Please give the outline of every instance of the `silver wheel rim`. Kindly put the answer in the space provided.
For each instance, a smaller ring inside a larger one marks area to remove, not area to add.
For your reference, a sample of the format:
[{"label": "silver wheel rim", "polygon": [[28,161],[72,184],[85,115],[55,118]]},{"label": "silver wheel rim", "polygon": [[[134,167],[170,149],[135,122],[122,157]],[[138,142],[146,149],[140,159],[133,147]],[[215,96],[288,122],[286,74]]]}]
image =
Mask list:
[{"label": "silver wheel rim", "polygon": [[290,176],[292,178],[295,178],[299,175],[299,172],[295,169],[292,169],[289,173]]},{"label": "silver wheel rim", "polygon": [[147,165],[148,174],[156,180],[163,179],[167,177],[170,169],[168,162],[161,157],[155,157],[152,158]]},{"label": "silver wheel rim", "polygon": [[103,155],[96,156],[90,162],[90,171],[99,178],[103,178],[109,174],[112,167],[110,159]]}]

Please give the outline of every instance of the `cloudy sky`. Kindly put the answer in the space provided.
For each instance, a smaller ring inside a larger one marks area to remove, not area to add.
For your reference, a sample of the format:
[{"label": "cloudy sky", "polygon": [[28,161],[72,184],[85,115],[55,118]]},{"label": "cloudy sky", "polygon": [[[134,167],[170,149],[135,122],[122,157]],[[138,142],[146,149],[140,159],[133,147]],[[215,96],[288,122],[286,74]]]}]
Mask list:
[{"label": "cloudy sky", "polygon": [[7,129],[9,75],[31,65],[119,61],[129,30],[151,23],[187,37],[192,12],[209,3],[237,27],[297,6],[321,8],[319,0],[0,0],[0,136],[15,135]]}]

-*-

Render all of the lines above as a JSON list of strings, one string per line, leaving out any blank lines.

[
  "Please give the outline of every instance of the `silver wheel rim`. Kindly put the answer in the space provided.",
  "For each instance, a smaller ring inside a larger one marks area to remove, not area to add.",
  "For your reference, a sample of the format:",
  "[{\"label\": \"silver wheel rim\", \"polygon\": [[28,161],[72,184],[85,115],[55,118]]},{\"label\": \"silver wheel rim\", \"polygon\": [[[134,167],[170,149],[135,122],[122,157]],[[138,142],[146,149],[140,159],[133,147]],[[215,96],[288,122],[286,74]]]}]",
  "image =",
  "Mask list:",
  "[{\"label\": \"silver wheel rim\", \"polygon\": [[290,176],[292,178],[295,178],[299,175],[299,172],[295,169],[292,169],[289,173]]},{\"label\": \"silver wheel rim\", \"polygon\": [[147,165],[148,174],[156,180],[163,179],[167,177],[170,169],[168,162],[161,157],[155,157],[152,158]]},{\"label\": \"silver wheel rim\", \"polygon\": [[103,155],[96,156],[90,162],[90,171],[99,178],[103,178],[109,174],[112,167],[110,159]]}]",
  "Please give the outline of every instance of the `cloudy sky`. Kindly put the answer in the space provided.",
  "For each instance, a smaller ring inside a larger one marks area to remove, not area to add.",
  "For your reference, a sample of the format:",
  "[{\"label\": \"cloudy sky\", \"polygon\": [[28,161],[72,184],[85,115],[55,118]]},{\"label\": \"cloudy sky\", \"polygon\": [[[134,167],[170,149],[135,122],[122,157]],[[138,142],[146,149],[140,159],[133,147]],[[215,96],[288,122],[286,74]]]}]",
  "Mask list:",
  "[{\"label\": \"cloudy sky\", \"polygon\": [[7,129],[9,75],[31,65],[119,61],[129,30],[151,23],[187,37],[192,12],[209,3],[237,27],[297,6],[321,8],[319,0],[0,0],[0,136],[15,135]]}]"
]